[Opening DATA EXTRACTS section]

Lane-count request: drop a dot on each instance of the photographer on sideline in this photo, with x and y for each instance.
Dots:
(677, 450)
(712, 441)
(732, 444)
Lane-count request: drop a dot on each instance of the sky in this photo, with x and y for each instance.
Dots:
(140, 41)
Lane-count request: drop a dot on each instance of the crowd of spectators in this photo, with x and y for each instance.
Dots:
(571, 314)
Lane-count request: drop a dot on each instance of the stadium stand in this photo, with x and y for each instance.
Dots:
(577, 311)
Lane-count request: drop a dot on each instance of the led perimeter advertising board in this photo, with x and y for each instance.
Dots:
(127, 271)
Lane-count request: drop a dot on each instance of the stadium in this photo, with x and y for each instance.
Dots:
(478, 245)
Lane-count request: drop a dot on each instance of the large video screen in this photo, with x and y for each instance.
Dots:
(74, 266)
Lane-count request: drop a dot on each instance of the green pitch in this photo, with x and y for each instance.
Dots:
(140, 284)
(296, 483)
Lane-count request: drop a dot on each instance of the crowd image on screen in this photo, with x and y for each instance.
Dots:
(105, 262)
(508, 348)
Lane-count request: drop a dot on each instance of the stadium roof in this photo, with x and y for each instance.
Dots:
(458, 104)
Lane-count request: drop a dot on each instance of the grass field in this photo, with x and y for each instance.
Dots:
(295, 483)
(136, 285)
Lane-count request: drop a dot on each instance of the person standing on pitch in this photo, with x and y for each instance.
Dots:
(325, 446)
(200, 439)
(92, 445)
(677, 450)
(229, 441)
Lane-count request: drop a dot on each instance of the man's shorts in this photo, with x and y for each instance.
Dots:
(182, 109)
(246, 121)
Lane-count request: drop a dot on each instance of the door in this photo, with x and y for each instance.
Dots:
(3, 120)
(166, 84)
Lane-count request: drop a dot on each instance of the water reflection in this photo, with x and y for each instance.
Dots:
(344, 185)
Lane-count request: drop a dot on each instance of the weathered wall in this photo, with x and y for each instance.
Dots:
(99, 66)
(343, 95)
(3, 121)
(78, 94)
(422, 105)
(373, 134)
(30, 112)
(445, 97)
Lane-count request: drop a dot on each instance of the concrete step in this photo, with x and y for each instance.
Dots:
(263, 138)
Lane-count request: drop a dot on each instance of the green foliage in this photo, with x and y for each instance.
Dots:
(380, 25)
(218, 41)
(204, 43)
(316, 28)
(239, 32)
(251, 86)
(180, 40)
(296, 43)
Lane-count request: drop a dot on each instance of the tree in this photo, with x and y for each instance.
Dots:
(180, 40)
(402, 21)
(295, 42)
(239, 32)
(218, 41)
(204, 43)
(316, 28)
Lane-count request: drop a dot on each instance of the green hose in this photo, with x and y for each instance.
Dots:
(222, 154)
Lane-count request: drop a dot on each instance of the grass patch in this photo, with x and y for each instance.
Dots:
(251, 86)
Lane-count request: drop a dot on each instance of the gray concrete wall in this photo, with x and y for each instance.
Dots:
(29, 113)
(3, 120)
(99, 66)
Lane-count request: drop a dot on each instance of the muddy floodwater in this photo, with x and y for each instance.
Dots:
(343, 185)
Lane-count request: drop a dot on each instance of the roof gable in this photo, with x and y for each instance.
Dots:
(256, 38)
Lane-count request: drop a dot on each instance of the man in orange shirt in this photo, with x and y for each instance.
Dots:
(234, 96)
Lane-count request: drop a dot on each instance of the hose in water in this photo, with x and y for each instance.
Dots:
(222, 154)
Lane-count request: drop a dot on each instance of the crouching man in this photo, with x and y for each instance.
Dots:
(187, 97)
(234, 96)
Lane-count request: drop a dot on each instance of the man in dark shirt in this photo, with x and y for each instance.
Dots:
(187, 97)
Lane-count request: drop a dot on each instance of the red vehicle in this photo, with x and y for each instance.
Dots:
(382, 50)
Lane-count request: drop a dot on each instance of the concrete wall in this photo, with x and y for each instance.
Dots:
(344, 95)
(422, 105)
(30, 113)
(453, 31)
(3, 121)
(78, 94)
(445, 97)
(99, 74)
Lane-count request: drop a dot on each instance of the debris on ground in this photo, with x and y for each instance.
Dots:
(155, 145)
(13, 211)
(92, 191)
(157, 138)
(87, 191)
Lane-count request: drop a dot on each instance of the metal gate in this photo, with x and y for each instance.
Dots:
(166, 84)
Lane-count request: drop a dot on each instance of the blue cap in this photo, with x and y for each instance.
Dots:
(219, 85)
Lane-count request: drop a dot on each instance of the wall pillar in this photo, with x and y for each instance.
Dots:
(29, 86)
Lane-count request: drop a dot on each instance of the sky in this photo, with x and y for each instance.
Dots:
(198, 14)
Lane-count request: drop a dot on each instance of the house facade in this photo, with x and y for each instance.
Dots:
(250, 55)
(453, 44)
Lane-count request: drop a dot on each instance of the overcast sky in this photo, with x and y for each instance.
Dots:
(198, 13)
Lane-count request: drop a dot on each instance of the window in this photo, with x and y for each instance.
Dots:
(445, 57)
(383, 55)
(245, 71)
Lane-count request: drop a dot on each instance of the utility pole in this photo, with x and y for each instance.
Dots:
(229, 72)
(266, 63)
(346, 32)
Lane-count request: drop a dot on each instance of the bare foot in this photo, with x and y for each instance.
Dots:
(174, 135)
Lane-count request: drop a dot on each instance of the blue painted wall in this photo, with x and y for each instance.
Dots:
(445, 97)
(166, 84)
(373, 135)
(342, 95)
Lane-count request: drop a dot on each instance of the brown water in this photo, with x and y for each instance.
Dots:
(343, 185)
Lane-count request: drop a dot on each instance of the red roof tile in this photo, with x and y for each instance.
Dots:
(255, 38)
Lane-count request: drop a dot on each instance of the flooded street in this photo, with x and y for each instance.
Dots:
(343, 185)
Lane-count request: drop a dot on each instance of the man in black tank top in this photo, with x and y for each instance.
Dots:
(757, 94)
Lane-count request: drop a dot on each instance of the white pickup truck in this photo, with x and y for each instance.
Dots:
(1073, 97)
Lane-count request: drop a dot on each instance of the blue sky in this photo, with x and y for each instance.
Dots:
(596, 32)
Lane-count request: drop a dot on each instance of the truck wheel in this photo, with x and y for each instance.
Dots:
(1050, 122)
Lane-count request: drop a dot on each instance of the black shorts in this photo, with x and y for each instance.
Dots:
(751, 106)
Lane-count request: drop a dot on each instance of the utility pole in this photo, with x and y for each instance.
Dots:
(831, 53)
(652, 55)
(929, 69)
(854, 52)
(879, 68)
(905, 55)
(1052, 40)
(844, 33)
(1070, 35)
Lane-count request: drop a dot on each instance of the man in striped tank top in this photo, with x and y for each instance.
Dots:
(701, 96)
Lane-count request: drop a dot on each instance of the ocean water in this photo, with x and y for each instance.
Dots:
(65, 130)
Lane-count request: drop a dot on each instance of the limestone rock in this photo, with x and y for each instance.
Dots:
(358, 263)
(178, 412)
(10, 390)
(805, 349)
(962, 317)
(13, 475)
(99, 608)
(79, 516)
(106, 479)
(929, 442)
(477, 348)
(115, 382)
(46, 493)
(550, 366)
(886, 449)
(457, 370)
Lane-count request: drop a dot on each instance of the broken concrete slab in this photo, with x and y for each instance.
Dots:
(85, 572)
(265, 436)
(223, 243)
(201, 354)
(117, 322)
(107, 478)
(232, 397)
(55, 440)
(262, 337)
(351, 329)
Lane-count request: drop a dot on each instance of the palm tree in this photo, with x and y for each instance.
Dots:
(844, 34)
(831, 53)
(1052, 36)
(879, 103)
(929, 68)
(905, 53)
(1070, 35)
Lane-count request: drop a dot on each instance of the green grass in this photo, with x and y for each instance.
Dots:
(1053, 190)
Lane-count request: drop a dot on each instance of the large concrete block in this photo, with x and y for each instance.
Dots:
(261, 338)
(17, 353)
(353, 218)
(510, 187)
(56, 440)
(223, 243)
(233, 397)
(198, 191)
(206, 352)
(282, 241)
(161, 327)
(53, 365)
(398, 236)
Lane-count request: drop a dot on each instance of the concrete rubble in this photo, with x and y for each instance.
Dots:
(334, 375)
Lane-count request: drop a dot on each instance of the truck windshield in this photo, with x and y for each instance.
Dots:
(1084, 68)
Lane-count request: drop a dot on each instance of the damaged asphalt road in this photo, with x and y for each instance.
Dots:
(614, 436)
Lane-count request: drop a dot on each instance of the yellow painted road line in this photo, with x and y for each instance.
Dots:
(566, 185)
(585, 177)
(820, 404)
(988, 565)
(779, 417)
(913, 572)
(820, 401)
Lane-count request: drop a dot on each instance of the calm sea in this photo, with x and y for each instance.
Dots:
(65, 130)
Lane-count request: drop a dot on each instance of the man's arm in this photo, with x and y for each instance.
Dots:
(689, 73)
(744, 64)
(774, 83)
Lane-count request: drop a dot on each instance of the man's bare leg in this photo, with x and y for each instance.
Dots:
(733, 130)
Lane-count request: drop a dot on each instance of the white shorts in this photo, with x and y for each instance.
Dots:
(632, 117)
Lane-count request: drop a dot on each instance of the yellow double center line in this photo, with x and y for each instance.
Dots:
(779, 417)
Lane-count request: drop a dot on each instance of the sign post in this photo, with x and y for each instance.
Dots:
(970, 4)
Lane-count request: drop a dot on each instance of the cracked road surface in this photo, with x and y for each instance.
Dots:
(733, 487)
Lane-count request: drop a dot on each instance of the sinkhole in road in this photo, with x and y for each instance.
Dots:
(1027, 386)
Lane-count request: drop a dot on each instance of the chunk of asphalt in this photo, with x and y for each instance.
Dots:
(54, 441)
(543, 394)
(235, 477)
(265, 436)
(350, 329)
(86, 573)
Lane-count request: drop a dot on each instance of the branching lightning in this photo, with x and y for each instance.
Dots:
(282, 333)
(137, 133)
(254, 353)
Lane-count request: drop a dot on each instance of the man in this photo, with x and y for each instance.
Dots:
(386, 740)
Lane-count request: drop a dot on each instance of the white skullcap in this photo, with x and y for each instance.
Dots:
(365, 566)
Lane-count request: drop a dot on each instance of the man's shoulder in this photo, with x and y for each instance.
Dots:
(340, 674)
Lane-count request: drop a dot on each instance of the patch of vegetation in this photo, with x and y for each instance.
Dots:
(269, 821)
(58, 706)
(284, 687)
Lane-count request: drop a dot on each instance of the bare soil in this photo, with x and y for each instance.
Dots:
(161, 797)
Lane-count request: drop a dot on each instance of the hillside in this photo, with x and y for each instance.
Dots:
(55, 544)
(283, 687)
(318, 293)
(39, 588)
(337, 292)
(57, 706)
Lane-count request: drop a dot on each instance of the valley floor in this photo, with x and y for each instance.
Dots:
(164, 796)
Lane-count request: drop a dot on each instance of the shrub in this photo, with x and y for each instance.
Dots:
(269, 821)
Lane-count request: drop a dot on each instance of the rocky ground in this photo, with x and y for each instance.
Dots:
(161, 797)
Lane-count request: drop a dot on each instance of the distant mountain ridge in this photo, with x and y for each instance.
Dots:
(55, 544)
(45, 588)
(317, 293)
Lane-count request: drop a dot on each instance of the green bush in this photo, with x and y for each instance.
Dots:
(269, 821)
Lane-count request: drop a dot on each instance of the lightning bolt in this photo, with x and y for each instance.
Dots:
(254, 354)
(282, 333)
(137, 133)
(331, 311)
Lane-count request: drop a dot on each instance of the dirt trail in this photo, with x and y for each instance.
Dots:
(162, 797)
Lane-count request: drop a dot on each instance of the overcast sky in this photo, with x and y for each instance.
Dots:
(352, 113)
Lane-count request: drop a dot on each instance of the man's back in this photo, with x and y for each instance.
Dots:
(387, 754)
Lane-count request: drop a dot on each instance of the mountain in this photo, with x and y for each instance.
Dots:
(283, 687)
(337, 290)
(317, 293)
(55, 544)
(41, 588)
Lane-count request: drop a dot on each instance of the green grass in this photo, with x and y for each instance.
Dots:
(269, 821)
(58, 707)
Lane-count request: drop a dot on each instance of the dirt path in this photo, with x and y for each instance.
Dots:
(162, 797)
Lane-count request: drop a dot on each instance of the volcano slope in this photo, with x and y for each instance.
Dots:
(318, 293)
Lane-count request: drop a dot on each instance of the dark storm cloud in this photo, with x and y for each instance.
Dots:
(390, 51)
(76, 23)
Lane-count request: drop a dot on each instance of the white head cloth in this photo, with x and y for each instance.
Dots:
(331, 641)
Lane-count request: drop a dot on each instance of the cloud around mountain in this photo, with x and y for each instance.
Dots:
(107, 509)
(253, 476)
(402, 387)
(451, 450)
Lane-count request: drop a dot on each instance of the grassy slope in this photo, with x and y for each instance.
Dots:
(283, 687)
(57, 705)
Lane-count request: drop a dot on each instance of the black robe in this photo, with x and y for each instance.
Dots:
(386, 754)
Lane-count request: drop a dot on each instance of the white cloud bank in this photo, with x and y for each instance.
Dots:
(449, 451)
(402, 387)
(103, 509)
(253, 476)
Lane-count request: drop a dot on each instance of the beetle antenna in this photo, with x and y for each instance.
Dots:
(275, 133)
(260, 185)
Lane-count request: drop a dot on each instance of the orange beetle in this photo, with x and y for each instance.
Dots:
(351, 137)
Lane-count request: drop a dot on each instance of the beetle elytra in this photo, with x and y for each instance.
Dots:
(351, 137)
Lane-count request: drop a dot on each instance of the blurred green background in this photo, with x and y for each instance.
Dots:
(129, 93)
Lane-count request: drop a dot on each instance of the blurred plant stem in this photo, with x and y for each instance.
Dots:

[Closing DATA EXTRACTS section]

_WHAT THIS TASK INVOLVES_. The answer should consist of every line above in which "white" appears.

_EXERCISE SOLUTION_.
Lane-count request: drop a dot on each instance of the white pickup truck in this photo, with x and y for each instance.
Lane-count request: drop a dot on each instance of the white shorts in this photo, with x and y for each instance.
Lane-count request: drop a dot on each instance of the white skullcap in this photo, with x and y for each instance.
Lane-count request: drop a dot on each instance of the white head cloth in this photo, with x and y for each instance.
Lane-count request: drop a dot on each instance of the white cloud bank in this photo, with x and y for each instance.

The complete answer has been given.